TAREFA:
Copie todas as linhas abaixo sem nenhuma alteração.

%%

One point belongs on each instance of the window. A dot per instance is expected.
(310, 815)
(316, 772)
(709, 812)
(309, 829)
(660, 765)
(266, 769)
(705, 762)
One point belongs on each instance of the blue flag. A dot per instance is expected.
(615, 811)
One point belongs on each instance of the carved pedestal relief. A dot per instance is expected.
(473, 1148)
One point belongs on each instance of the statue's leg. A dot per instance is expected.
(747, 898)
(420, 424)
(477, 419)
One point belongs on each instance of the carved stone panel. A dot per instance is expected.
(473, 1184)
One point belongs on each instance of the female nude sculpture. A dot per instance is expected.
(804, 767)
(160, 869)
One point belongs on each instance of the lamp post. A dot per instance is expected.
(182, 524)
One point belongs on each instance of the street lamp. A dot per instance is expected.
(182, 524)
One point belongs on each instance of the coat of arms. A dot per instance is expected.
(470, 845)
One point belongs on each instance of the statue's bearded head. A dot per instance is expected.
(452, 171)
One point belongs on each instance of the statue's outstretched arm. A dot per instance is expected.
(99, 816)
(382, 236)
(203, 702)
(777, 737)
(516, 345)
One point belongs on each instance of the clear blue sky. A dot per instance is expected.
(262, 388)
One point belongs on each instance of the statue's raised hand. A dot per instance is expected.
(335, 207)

%%

SOLUÇÃO DO PROBLEMA:
One point belongs on each instance of the window. A dot per instance is expected.
(310, 815)
(316, 772)
(709, 812)
(309, 829)
(660, 765)
(266, 769)
(705, 762)
One point belongs on each instance of the blue flag. A dot per instance is expected.
(615, 811)
One point belongs on each instance of the carved pedestal relief. A dot per instance is expected.
(473, 1148)
One point belongs on each instance of the statue's leg. A dot per instance is expected.
(747, 898)
(420, 424)
(477, 419)
One point belongs on each instance of the carved stone panel. A dot per instance is expected.
(473, 1184)
One point belongs on each instance of the female nude sculpture. A dot per instance is expected.
(804, 767)
(160, 869)
One point belongs on each instance of the lamp post. A dot per instance is expected.
(182, 524)
One point belongs on each instance of the street lamp. A dot per instance is expected.
(182, 524)
One point belongs on each instance of the coat of arms. A dot per instance is expected.
(470, 845)
One point belongs on each instance of the statue's bearded head. A dot per instance is expected.
(452, 171)
One point belongs on each instance of the statue's outstretched arm. A dot per instance is expected.
(99, 816)
(382, 236)
(203, 702)
(777, 737)
(516, 345)
One point belongs on each instance of the clear blue sky. A dot per instance is expected.
(262, 388)
One point belongs on each instance of the statue's raised hand. A dot per instance is expected.
(335, 207)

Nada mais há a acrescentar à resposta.